>>>>>
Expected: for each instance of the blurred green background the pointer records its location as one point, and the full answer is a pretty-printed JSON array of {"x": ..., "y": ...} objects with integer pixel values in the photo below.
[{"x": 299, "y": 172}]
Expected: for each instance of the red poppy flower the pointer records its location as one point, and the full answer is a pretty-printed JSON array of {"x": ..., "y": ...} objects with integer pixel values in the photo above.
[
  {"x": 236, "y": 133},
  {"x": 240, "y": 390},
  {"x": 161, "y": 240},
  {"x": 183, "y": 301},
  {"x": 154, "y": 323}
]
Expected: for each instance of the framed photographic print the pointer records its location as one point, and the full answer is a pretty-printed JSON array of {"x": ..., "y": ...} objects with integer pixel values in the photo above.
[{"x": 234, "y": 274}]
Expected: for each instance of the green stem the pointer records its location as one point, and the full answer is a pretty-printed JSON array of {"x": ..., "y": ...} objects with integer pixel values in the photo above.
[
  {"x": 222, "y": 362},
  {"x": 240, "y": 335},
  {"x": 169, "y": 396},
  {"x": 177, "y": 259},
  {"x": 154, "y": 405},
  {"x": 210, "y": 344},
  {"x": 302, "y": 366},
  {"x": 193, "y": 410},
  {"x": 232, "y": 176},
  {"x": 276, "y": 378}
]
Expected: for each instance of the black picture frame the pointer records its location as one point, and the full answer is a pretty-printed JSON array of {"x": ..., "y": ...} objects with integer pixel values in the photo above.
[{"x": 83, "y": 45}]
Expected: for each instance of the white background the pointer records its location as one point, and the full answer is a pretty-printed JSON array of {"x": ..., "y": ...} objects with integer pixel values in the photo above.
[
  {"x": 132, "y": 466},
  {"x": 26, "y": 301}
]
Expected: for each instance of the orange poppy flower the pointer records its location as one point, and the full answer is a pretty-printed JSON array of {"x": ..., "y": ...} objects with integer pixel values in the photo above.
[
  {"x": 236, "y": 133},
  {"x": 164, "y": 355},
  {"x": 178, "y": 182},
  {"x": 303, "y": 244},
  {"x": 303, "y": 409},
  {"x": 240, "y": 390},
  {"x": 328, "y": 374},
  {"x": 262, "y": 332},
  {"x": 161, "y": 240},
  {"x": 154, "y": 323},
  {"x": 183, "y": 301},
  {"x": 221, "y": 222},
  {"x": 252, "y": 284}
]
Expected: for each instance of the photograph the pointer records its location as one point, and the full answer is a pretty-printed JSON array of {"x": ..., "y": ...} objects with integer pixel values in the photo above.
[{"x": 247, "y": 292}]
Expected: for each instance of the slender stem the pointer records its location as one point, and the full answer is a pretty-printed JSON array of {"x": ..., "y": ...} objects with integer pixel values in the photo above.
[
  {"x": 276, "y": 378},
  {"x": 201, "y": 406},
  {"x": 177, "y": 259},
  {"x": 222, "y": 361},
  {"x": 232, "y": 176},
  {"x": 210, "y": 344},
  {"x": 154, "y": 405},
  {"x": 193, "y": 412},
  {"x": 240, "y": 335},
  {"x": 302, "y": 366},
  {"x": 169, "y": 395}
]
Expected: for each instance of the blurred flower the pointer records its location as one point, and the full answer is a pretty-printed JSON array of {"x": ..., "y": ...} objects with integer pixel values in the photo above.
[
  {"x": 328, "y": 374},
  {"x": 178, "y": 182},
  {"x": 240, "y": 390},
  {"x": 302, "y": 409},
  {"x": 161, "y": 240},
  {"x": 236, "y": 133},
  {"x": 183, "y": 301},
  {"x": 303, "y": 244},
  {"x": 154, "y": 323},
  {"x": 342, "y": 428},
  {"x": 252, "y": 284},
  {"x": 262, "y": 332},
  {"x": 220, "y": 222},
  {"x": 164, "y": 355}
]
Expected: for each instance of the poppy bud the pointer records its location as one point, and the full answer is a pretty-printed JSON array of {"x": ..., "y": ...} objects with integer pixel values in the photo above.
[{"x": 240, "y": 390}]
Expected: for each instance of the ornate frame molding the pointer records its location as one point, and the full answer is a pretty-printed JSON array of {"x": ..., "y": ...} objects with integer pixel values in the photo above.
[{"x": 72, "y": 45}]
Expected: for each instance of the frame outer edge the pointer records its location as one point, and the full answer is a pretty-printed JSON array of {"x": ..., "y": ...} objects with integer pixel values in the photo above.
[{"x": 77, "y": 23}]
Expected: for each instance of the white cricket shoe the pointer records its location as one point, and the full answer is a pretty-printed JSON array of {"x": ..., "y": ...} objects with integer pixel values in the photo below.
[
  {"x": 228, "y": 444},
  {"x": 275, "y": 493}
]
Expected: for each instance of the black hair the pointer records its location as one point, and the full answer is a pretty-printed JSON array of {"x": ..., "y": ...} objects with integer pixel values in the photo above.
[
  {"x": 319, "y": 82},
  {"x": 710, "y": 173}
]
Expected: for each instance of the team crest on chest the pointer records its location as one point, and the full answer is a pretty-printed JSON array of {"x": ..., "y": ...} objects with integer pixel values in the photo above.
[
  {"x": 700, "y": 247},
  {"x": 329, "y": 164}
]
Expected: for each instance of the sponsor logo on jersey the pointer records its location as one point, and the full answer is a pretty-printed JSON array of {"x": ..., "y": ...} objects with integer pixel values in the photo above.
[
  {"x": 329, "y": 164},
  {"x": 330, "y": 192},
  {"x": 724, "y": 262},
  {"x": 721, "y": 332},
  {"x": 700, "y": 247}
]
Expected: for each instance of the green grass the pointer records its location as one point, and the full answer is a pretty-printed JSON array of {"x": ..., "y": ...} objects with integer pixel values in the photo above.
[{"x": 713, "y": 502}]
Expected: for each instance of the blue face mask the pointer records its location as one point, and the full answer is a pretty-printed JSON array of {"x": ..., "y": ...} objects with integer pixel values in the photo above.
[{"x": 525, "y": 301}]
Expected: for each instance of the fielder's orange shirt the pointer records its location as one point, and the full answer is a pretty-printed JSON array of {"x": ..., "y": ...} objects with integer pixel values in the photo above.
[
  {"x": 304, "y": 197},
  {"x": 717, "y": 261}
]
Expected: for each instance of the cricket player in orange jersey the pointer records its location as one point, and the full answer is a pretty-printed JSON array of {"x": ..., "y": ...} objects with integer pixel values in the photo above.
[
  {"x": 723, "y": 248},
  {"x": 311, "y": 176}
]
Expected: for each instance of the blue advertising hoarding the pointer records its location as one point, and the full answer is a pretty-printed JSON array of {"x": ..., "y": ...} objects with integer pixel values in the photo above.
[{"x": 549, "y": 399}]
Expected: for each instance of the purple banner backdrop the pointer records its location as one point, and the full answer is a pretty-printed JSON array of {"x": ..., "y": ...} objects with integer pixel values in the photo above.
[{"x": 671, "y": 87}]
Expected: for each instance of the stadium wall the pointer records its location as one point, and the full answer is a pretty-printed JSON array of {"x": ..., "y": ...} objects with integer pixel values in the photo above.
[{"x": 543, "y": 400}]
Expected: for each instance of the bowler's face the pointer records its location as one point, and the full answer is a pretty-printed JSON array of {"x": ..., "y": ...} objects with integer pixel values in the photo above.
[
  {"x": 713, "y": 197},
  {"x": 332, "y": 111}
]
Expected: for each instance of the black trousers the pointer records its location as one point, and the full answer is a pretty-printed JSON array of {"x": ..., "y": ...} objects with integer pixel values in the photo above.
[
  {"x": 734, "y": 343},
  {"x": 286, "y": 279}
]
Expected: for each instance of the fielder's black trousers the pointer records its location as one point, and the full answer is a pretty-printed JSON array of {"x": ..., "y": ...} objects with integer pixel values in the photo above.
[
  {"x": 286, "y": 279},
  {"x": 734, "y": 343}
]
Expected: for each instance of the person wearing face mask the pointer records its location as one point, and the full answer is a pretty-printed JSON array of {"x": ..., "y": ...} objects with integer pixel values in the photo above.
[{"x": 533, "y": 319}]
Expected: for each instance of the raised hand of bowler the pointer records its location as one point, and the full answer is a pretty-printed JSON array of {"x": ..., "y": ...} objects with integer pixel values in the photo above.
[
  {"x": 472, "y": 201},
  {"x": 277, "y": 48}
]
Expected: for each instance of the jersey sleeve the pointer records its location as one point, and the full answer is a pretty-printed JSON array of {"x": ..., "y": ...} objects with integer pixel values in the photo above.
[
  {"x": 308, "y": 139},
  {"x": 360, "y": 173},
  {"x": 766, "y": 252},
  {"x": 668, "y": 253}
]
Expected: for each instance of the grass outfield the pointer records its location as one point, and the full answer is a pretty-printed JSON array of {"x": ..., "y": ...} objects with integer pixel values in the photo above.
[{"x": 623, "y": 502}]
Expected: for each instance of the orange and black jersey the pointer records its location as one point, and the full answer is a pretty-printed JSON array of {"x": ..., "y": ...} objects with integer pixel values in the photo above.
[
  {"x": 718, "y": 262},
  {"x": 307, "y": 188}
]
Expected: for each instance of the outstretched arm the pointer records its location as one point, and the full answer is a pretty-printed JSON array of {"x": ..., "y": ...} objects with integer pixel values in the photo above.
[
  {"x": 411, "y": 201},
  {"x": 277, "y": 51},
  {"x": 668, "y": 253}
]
<<<<<
>>>>>
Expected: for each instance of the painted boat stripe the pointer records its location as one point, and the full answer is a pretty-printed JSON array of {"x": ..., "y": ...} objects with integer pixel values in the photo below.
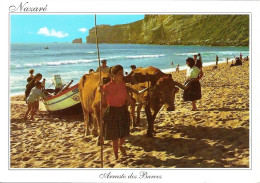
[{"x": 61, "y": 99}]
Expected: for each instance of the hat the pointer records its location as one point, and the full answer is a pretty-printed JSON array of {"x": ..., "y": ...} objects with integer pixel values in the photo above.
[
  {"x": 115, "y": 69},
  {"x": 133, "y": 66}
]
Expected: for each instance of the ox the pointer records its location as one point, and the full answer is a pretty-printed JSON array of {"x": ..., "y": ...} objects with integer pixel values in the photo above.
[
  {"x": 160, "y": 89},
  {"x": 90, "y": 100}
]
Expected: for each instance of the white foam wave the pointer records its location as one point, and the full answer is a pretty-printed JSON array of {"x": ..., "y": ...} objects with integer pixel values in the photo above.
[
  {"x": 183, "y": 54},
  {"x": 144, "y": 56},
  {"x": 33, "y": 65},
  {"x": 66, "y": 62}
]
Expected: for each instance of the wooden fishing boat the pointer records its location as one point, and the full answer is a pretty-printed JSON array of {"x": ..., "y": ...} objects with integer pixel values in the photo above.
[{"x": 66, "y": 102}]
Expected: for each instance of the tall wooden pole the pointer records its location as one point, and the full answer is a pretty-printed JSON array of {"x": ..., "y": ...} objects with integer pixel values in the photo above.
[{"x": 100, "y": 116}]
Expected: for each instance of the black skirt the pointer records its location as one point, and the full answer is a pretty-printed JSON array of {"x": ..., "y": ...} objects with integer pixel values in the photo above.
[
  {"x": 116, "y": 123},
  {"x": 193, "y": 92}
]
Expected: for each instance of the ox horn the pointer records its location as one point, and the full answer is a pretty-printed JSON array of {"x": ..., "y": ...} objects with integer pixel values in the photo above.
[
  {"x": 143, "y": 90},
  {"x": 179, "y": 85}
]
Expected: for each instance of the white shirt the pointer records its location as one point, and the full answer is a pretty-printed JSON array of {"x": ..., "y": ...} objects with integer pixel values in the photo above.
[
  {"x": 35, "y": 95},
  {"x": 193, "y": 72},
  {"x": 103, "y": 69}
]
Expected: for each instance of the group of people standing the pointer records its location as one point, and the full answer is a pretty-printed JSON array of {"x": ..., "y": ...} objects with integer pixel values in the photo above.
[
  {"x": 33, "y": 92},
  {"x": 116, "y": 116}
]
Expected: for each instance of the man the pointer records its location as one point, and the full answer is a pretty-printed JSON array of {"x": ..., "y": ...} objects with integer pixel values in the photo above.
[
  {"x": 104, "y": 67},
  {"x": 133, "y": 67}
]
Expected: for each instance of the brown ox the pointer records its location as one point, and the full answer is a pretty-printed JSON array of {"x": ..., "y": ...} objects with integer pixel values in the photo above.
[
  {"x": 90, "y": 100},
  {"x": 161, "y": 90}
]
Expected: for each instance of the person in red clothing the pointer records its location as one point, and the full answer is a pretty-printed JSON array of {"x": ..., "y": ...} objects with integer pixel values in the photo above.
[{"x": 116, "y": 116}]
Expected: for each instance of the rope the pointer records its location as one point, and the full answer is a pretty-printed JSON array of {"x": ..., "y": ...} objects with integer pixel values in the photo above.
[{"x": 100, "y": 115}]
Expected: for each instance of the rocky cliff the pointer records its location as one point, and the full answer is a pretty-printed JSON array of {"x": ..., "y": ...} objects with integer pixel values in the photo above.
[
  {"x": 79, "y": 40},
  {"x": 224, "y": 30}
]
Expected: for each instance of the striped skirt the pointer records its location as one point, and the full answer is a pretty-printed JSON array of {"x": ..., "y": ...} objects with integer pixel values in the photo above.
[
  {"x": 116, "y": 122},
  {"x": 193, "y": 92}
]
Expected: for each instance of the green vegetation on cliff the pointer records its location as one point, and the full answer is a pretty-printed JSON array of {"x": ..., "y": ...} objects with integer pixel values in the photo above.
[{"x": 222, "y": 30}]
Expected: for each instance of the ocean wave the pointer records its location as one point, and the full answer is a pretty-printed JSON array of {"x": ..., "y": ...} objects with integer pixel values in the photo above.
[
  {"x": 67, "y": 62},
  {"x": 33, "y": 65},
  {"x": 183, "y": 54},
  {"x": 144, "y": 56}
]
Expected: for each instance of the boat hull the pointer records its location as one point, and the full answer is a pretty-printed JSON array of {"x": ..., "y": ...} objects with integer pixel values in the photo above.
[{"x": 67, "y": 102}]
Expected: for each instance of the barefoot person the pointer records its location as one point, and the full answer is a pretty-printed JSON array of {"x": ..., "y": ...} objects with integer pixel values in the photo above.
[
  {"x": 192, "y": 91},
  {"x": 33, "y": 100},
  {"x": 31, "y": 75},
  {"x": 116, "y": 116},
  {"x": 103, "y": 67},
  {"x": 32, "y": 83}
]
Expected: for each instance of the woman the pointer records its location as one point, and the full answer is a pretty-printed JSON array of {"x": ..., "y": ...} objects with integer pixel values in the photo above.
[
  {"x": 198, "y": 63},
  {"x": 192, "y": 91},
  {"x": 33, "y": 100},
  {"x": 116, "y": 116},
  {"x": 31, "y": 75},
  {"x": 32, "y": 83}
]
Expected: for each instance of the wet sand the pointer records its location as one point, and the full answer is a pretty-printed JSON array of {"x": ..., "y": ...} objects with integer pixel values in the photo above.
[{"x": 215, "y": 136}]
<<<<<
* **What to produce**
Which lines in the items above contain the word "flower"? Return each of those lines in full.

* **Exercise output**
Expected: for each instance of the red poppy flower the pointer records its location as one point, and the full answer is a pretty-printed JSON array of {"x": ..., "y": ...} objects with integer pixel values in the photo above.
Expected: for each instance of the orange poppy flower the pointer records its location as one point, and the full answer is a pretty-printed JSON array of {"x": ..., "y": ...} objects with integer pixel values in the photo above.
Expected: for each instance of the blurred flower the pointer records its location as one point, and the full answer is a pretty-printed JSON array of {"x": ..., "y": ...} objects with integer pixel values in the photo above.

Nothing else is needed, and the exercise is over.